## TASK TO COMPLETE
Extend the diary about a week of office days and a Friday film night, picking up right after its final sentence.

++++ SELECTION ++++

I make it home safely, grateful that I had the foresight to leave some lights on before I left. I quickly feed the cats and retreat to my bed which, tonight, is the best bed in the whole fucking universe.

July 7

It’s Friday, which brings the last day at work for one member of our team. I stop off for a farewell card and some cake, then get to work and discover our departing colleague has already brought in Top Dup Donuts for us all! Later, we enjoy a farewell lunch of champagne and pizza. The afternoon is marred somewhat by the discovery of a fairly prominent bug on our website, but we can little more than deploy some damage control.

I head home for another childfree weekend. I don’t want to have to rush down to the supermarket (and do my week’s shopping) but I haven’t planned far enough ahead to anything lined up for dinner. I perform a desperate hunt through the freezer and come out with some lentil burgers. A bit of melted cheese on top, and some sauteed carrots and red cabbage on the side, and I’m all set.

I do my hoovering and tidying up and, somehow, am only just sitting down to eat when Seb arrives for Fridate; the glorious, official start to the weekend. Our viewing for this evening is The Hitcher, deferred from last night. I haven’t watched it for years, but as we settle I remember that it’s a film I used to watch over and over and over again. There are bits that I’ve forgotten, but every beat is familiar. The best part is the film is still every bit as good as I always thought it was, possibly even better now that I can watch it with fresh eyes again. Rutger Hauer gets hardly any lines, but dominates the film. This is potentially the first time that I’ve watched his performance and realised that he’s playing John Ryder as much of a victim as everyone else in the film. I enjoy it so much, I’m almost ready to watch it again right away.

Afterwards I read about the sequel, and the more recent remake. I decide I will not be watching either of them.

July 6

Thursday. I’m about to enter a Day Of Hell: I have meetings booked solidly from 9am to 4pm. I am deeply unenthused about this prospect. In fact I am so unenthused that I accidentally hit ‘off’ instead of ‘snooze’ when flailing about in the direction of my alarm. As a consequence I get up half an hour later than planned, which means half an hour less time in which to write. Not a great start to the day, and frustrating when I’m really, really into the story I’m working on.

I have a narrow window of potential between my first and second meetings in which I might be able to get coffee. My first meeting almost starts late, and I begin see my window dwindling. Luckily it’s just a team meeting, which means I get to wrap it up early and off I go to get my coffee. I’m then ten minutes early for my next meeting. Go figure.

++++ ENTRIES SUPPLIED ++++

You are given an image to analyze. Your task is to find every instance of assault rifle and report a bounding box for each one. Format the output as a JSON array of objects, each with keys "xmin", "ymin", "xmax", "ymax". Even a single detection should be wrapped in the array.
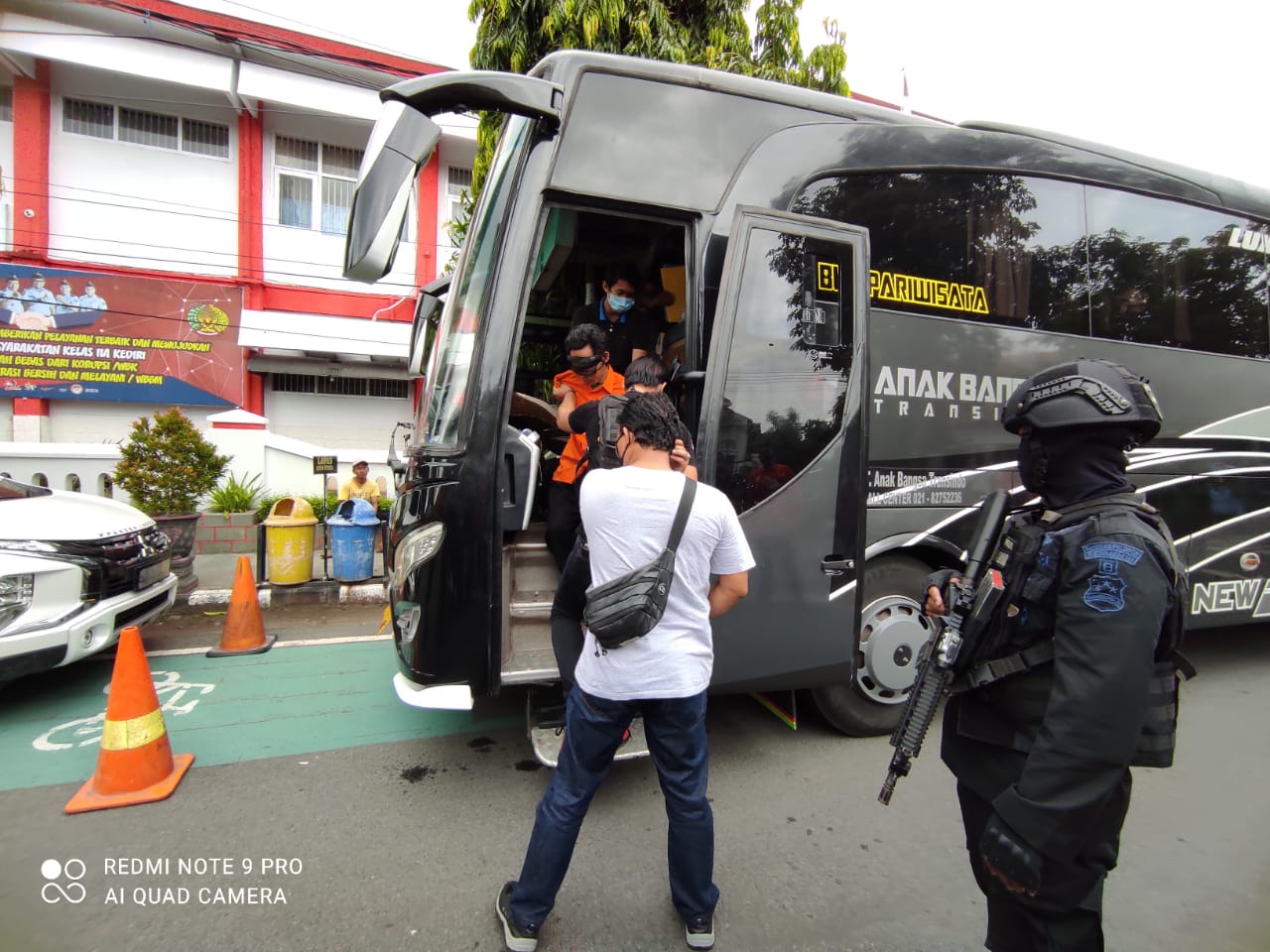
[{"xmin": 877, "ymin": 489, "xmax": 1010, "ymax": 806}]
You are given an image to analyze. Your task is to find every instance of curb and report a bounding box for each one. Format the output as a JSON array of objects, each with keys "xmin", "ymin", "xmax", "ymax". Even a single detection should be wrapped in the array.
[{"xmin": 169, "ymin": 581, "xmax": 387, "ymax": 613}]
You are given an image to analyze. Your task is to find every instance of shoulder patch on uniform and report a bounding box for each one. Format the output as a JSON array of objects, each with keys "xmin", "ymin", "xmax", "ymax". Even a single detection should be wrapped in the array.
[
  {"xmin": 1080, "ymin": 542, "xmax": 1143, "ymax": 613},
  {"xmin": 1080, "ymin": 542, "xmax": 1143, "ymax": 565}
]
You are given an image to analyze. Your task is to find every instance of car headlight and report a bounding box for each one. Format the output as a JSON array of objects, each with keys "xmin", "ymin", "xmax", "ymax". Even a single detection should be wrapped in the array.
[
  {"xmin": 0, "ymin": 538, "xmax": 58, "ymax": 552},
  {"xmin": 0, "ymin": 575, "xmax": 36, "ymax": 631},
  {"xmin": 393, "ymin": 522, "xmax": 445, "ymax": 585}
]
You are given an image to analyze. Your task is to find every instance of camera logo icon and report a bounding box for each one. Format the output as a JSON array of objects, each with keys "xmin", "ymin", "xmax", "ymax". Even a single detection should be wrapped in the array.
[{"xmin": 40, "ymin": 860, "xmax": 87, "ymax": 905}]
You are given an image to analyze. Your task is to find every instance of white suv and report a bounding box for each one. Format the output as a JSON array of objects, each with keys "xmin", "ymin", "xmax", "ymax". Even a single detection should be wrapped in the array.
[{"xmin": 0, "ymin": 477, "xmax": 177, "ymax": 681}]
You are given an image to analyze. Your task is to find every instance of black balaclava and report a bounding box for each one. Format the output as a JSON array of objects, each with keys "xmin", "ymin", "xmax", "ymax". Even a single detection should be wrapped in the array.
[{"xmin": 1019, "ymin": 429, "xmax": 1134, "ymax": 509}]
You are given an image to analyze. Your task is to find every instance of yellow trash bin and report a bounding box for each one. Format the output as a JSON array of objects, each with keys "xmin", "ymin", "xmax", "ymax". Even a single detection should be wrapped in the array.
[{"xmin": 263, "ymin": 496, "xmax": 318, "ymax": 585}]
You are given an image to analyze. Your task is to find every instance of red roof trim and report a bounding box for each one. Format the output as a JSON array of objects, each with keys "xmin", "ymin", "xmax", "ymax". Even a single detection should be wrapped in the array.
[{"xmin": 80, "ymin": 0, "xmax": 448, "ymax": 77}]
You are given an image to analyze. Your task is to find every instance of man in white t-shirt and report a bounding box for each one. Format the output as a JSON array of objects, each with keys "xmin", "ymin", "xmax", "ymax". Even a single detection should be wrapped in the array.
[{"xmin": 495, "ymin": 394, "xmax": 754, "ymax": 952}]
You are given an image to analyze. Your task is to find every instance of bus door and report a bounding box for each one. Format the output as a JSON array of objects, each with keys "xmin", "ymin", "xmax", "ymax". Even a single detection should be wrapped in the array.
[{"xmin": 698, "ymin": 207, "xmax": 869, "ymax": 690}]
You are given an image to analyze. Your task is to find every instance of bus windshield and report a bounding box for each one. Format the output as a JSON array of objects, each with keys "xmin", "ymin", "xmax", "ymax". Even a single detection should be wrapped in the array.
[{"xmin": 417, "ymin": 115, "xmax": 531, "ymax": 449}]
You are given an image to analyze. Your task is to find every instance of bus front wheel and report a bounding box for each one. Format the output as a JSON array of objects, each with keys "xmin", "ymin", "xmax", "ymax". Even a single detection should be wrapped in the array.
[{"xmin": 812, "ymin": 556, "xmax": 931, "ymax": 738}]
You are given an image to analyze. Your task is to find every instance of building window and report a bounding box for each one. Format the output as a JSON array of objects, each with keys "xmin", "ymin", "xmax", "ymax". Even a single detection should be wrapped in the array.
[
  {"xmin": 63, "ymin": 99, "xmax": 114, "ymax": 139},
  {"xmin": 271, "ymin": 373, "xmax": 410, "ymax": 400},
  {"xmin": 445, "ymin": 167, "xmax": 472, "ymax": 221},
  {"xmin": 273, "ymin": 136, "xmax": 362, "ymax": 235},
  {"xmin": 181, "ymin": 119, "xmax": 230, "ymax": 159},
  {"xmin": 119, "ymin": 107, "xmax": 181, "ymax": 149},
  {"xmin": 63, "ymin": 99, "xmax": 230, "ymax": 159}
]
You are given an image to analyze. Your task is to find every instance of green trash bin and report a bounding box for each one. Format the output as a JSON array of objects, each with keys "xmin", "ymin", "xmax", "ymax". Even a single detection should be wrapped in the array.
[{"xmin": 263, "ymin": 496, "xmax": 318, "ymax": 585}]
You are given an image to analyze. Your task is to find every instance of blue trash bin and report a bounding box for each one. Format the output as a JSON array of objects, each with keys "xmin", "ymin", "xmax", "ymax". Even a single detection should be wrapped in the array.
[{"xmin": 326, "ymin": 499, "xmax": 380, "ymax": 581}]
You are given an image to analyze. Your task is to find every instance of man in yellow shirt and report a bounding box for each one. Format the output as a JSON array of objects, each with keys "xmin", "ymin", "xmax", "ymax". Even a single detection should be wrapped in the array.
[{"xmin": 339, "ymin": 459, "xmax": 380, "ymax": 509}]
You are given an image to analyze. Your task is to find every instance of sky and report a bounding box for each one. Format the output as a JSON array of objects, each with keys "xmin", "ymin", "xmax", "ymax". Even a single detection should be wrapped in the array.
[{"xmin": 192, "ymin": 0, "xmax": 1270, "ymax": 187}]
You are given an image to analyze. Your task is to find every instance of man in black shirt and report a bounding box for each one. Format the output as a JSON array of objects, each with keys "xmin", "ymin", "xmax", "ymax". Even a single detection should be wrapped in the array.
[{"xmin": 572, "ymin": 263, "xmax": 657, "ymax": 375}]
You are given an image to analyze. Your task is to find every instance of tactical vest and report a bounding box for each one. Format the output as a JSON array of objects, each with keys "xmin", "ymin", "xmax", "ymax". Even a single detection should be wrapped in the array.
[{"xmin": 949, "ymin": 494, "xmax": 1195, "ymax": 767}]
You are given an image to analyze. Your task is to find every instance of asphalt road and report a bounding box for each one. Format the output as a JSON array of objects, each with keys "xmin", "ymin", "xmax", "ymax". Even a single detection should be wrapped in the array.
[{"xmin": 0, "ymin": 609, "xmax": 1270, "ymax": 952}]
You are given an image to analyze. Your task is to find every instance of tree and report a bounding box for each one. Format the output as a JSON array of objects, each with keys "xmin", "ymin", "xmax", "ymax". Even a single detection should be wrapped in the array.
[{"xmin": 467, "ymin": 0, "xmax": 848, "ymax": 195}]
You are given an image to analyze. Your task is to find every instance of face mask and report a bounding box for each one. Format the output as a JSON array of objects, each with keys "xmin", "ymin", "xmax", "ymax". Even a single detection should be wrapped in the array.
[{"xmin": 608, "ymin": 295, "xmax": 635, "ymax": 313}]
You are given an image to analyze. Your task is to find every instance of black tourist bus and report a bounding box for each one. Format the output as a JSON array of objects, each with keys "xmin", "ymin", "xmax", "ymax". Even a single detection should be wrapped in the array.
[{"xmin": 345, "ymin": 52, "xmax": 1270, "ymax": 751}]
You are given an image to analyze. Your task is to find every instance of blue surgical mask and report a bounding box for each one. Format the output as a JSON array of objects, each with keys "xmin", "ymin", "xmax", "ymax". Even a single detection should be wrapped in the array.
[{"xmin": 608, "ymin": 295, "xmax": 635, "ymax": 313}]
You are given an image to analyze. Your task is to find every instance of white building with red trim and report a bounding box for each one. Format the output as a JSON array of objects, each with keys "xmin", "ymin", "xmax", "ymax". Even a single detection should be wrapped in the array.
[{"xmin": 0, "ymin": 0, "xmax": 475, "ymax": 449}]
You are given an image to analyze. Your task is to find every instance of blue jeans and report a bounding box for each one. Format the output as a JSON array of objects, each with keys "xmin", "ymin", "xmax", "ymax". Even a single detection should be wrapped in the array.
[{"xmin": 511, "ymin": 685, "xmax": 718, "ymax": 929}]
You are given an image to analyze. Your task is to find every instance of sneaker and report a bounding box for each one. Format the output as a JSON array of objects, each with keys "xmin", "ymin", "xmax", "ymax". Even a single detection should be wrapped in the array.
[
  {"xmin": 684, "ymin": 915, "xmax": 713, "ymax": 948},
  {"xmin": 494, "ymin": 880, "xmax": 538, "ymax": 952}
]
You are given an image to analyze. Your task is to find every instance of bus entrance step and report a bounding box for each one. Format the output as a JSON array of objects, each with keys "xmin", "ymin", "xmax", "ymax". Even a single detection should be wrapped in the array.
[{"xmin": 530, "ymin": 712, "xmax": 648, "ymax": 767}]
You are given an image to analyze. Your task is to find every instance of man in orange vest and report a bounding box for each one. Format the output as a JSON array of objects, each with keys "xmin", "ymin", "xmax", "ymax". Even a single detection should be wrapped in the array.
[{"xmin": 548, "ymin": 323, "xmax": 626, "ymax": 570}]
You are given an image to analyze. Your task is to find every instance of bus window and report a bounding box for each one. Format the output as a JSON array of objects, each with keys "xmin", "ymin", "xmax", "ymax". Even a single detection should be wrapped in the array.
[
  {"xmin": 416, "ymin": 117, "xmax": 531, "ymax": 448},
  {"xmin": 715, "ymin": 228, "xmax": 852, "ymax": 512},
  {"xmin": 1087, "ymin": 186, "xmax": 1270, "ymax": 357},
  {"xmin": 516, "ymin": 205, "xmax": 686, "ymax": 404},
  {"xmin": 791, "ymin": 172, "xmax": 1088, "ymax": 335}
]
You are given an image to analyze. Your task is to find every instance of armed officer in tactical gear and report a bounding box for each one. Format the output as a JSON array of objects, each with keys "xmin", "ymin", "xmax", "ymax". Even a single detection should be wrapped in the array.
[{"xmin": 924, "ymin": 359, "xmax": 1187, "ymax": 952}]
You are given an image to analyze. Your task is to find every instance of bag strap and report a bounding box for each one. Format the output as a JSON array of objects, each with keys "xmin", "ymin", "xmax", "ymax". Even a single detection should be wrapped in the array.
[{"xmin": 666, "ymin": 476, "xmax": 698, "ymax": 552}]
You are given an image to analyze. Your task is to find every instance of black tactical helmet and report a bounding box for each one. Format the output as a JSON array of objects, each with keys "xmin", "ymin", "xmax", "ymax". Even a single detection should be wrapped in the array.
[{"xmin": 1001, "ymin": 357, "xmax": 1163, "ymax": 443}]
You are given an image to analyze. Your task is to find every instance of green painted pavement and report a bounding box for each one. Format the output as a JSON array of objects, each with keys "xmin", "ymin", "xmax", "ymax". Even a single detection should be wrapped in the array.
[{"xmin": 0, "ymin": 640, "xmax": 518, "ymax": 789}]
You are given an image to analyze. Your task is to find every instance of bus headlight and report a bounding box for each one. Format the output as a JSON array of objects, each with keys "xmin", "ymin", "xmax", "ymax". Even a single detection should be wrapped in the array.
[
  {"xmin": 0, "ymin": 575, "xmax": 36, "ymax": 631},
  {"xmin": 394, "ymin": 522, "xmax": 445, "ymax": 585}
]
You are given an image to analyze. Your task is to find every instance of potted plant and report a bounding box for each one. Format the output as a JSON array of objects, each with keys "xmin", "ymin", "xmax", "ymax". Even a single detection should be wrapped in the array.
[{"xmin": 114, "ymin": 408, "xmax": 230, "ymax": 593}]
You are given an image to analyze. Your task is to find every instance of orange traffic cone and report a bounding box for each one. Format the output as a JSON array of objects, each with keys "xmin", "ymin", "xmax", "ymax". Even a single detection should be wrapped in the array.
[
  {"xmin": 207, "ymin": 556, "xmax": 277, "ymax": 657},
  {"xmin": 64, "ymin": 626, "xmax": 194, "ymax": 813}
]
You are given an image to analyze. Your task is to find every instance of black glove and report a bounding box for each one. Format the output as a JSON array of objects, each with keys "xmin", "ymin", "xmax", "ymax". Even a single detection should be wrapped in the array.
[
  {"xmin": 917, "ymin": 568, "xmax": 961, "ymax": 611},
  {"xmin": 979, "ymin": 813, "xmax": 1043, "ymax": 896}
]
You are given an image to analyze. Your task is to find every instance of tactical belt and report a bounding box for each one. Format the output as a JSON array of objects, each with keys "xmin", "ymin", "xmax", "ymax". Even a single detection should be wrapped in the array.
[{"xmin": 948, "ymin": 639, "xmax": 1054, "ymax": 694}]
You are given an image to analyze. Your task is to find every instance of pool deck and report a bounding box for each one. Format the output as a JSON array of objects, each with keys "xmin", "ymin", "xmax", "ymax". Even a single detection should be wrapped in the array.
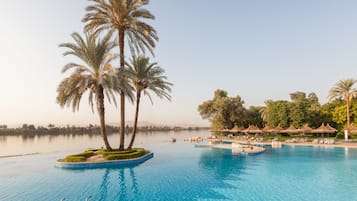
[
  {"xmin": 195, "ymin": 141, "xmax": 266, "ymax": 155},
  {"xmin": 213, "ymin": 138, "xmax": 357, "ymax": 148}
]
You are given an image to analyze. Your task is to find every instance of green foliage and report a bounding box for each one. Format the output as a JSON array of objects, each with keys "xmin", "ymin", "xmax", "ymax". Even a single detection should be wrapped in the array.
[
  {"xmin": 198, "ymin": 90, "xmax": 246, "ymax": 129},
  {"xmin": 104, "ymin": 148, "xmax": 147, "ymax": 160},
  {"xmin": 242, "ymin": 106, "xmax": 264, "ymax": 128},
  {"xmin": 82, "ymin": 0, "xmax": 159, "ymax": 55},
  {"xmin": 65, "ymin": 150, "xmax": 95, "ymax": 162},
  {"xmin": 266, "ymin": 101, "xmax": 290, "ymax": 127}
]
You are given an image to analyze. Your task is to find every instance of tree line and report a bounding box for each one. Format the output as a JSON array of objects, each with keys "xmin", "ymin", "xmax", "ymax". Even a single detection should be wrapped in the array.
[
  {"xmin": 198, "ymin": 79, "xmax": 357, "ymax": 130},
  {"xmin": 0, "ymin": 124, "xmax": 207, "ymax": 136}
]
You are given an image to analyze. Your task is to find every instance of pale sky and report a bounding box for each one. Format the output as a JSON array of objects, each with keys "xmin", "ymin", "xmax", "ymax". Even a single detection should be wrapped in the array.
[{"xmin": 0, "ymin": 0, "xmax": 357, "ymax": 126}]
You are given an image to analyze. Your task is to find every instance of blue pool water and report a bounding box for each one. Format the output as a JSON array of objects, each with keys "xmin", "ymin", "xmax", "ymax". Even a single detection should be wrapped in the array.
[{"xmin": 0, "ymin": 141, "xmax": 357, "ymax": 201}]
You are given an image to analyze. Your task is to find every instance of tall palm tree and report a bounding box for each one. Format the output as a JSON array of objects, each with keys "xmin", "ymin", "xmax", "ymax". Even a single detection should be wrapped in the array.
[
  {"xmin": 328, "ymin": 79, "xmax": 357, "ymax": 126},
  {"xmin": 57, "ymin": 33, "xmax": 122, "ymax": 150},
  {"xmin": 82, "ymin": 0, "xmax": 159, "ymax": 150},
  {"xmin": 126, "ymin": 56, "xmax": 172, "ymax": 149}
]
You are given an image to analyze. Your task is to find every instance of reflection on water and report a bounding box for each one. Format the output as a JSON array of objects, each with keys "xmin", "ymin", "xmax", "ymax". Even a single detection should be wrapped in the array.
[
  {"xmin": 0, "ymin": 130, "xmax": 210, "ymax": 156},
  {"xmin": 199, "ymin": 148, "xmax": 246, "ymax": 180}
]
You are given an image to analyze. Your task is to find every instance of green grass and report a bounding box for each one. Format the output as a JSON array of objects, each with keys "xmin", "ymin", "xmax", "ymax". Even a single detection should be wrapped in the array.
[
  {"xmin": 104, "ymin": 148, "xmax": 147, "ymax": 161},
  {"xmin": 65, "ymin": 150, "xmax": 95, "ymax": 162},
  {"xmin": 64, "ymin": 148, "xmax": 149, "ymax": 162}
]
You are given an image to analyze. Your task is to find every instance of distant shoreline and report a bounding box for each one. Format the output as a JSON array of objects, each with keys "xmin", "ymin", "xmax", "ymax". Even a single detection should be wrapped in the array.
[{"xmin": 0, "ymin": 125, "xmax": 209, "ymax": 137}]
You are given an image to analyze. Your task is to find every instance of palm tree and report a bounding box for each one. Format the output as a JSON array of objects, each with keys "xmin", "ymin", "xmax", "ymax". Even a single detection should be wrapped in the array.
[
  {"xmin": 82, "ymin": 0, "xmax": 159, "ymax": 150},
  {"xmin": 126, "ymin": 56, "xmax": 172, "ymax": 149},
  {"xmin": 57, "ymin": 33, "xmax": 122, "ymax": 150},
  {"xmin": 328, "ymin": 79, "xmax": 357, "ymax": 126}
]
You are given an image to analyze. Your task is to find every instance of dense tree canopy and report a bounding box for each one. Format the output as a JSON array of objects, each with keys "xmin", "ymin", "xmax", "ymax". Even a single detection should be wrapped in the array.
[{"xmin": 198, "ymin": 89, "xmax": 357, "ymax": 130}]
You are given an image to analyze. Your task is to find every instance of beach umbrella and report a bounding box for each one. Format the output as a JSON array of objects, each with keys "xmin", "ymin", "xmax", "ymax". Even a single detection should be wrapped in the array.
[
  {"xmin": 346, "ymin": 125, "xmax": 357, "ymax": 133},
  {"xmin": 325, "ymin": 124, "xmax": 337, "ymax": 133},
  {"xmin": 272, "ymin": 124, "xmax": 284, "ymax": 133},
  {"xmin": 300, "ymin": 124, "xmax": 312, "ymax": 133},
  {"xmin": 243, "ymin": 125, "xmax": 263, "ymax": 133},
  {"xmin": 282, "ymin": 125, "xmax": 300, "ymax": 133},
  {"xmin": 311, "ymin": 123, "xmax": 337, "ymax": 133},
  {"xmin": 230, "ymin": 125, "xmax": 242, "ymax": 133},
  {"xmin": 262, "ymin": 125, "xmax": 274, "ymax": 133}
]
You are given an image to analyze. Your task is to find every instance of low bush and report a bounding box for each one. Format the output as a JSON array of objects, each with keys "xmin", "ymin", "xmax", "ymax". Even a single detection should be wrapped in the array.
[
  {"xmin": 98, "ymin": 149, "xmax": 135, "ymax": 156},
  {"xmin": 65, "ymin": 155, "xmax": 87, "ymax": 162},
  {"xmin": 65, "ymin": 150, "xmax": 95, "ymax": 162},
  {"xmin": 104, "ymin": 148, "xmax": 147, "ymax": 160}
]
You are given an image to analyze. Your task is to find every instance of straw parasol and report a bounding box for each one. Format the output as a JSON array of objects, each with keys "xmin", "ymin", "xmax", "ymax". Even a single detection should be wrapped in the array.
[
  {"xmin": 262, "ymin": 125, "xmax": 274, "ymax": 133},
  {"xmin": 272, "ymin": 124, "xmax": 284, "ymax": 133},
  {"xmin": 243, "ymin": 125, "xmax": 262, "ymax": 133},
  {"xmin": 230, "ymin": 125, "xmax": 242, "ymax": 133},
  {"xmin": 311, "ymin": 123, "xmax": 337, "ymax": 133},
  {"xmin": 325, "ymin": 124, "xmax": 337, "ymax": 133},
  {"xmin": 283, "ymin": 125, "xmax": 300, "ymax": 133},
  {"xmin": 300, "ymin": 124, "xmax": 312, "ymax": 133},
  {"xmin": 346, "ymin": 125, "xmax": 357, "ymax": 133},
  {"xmin": 311, "ymin": 123, "xmax": 337, "ymax": 136}
]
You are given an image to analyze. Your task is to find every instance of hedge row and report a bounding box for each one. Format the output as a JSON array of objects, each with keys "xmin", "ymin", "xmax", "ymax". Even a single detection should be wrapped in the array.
[
  {"xmin": 104, "ymin": 148, "xmax": 146, "ymax": 160},
  {"xmin": 65, "ymin": 150, "xmax": 94, "ymax": 162}
]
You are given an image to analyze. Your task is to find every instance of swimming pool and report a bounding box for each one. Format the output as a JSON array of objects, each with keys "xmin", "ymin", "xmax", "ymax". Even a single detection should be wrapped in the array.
[{"xmin": 0, "ymin": 141, "xmax": 357, "ymax": 201}]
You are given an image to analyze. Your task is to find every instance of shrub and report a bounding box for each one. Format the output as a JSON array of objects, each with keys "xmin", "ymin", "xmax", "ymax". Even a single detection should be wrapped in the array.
[
  {"xmin": 104, "ymin": 148, "xmax": 146, "ymax": 160},
  {"xmin": 65, "ymin": 155, "xmax": 87, "ymax": 162},
  {"xmin": 65, "ymin": 150, "xmax": 95, "ymax": 162}
]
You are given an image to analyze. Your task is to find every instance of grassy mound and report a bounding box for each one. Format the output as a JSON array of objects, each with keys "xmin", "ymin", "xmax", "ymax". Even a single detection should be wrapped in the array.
[
  {"xmin": 64, "ymin": 150, "xmax": 96, "ymax": 162},
  {"xmin": 99, "ymin": 148, "xmax": 147, "ymax": 161},
  {"xmin": 63, "ymin": 148, "xmax": 149, "ymax": 162}
]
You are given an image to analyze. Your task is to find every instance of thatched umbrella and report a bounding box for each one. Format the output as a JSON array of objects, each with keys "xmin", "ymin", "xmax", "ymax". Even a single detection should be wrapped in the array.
[
  {"xmin": 243, "ymin": 125, "xmax": 262, "ymax": 133},
  {"xmin": 219, "ymin": 128, "xmax": 231, "ymax": 133},
  {"xmin": 346, "ymin": 125, "xmax": 357, "ymax": 133},
  {"xmin": 281, "ymin": 125, "xmax": 300, "ymax": 133},
  {"xmin": 230, "ymin": 125, "xmax": 242, "ymax": 133},
  {"xmin": 325, "ymin": 124, "xmax": 337, "ymax": 133},
  {"xmin": 300, "ymin": 124, "xmax": 312, "ymax": 133},
  {"xmin": 311, "ymin": 123, "xmax": 337, "ymax": 135},
  {"xmin": 311, "ymin": 123, "xmax": 336, "ymax": 133},
  {"xmin": 262, "ymin": 125, "xmax": 274, "ymax": 133},
  {"xmin": 272, "ymin": 124, "xmax": 284, "ymax": 133}
]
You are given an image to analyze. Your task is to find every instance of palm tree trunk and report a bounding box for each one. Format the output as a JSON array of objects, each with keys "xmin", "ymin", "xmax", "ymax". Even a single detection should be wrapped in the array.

++++

## OUTPUT FOR THIS TASK
My third meeting of the day is immediately after the second meeting and, conveniently, in the same room. However, I am then told that the third meeting has been delayed by half an hour. As my fourth meeting is in the city, this now means I have to skip the third meeting in order to get to my fourth meeting. This is convenient as it means I definitely wont to arrive late to my fourth meeting: which needs to finish early so I can get back in time for my fifth meeting of the day.

Since I don’t know when or where I’ll have a chance to eat, I’ve packed some peanut butter sandwiches in my bag. In the end, lunch is provided during the fourth meeting (the one in the city) which is a pretty awesome result. Even more awesomely, the meeting finishes early, enabling us to get back from the city well before the fifth and final meeting of the day is due to start (it’s a presentation by the senior executive group, so I’m determined that we should not be the ones to walk in late).

Another 90 minutes later, the Day Of Hell is finally over. Most of the meetings were useful in some way or other, and I even managed to get some tiny bits of work done in between several of them. Of greatest importance is the fact that both lunch and coffee happened.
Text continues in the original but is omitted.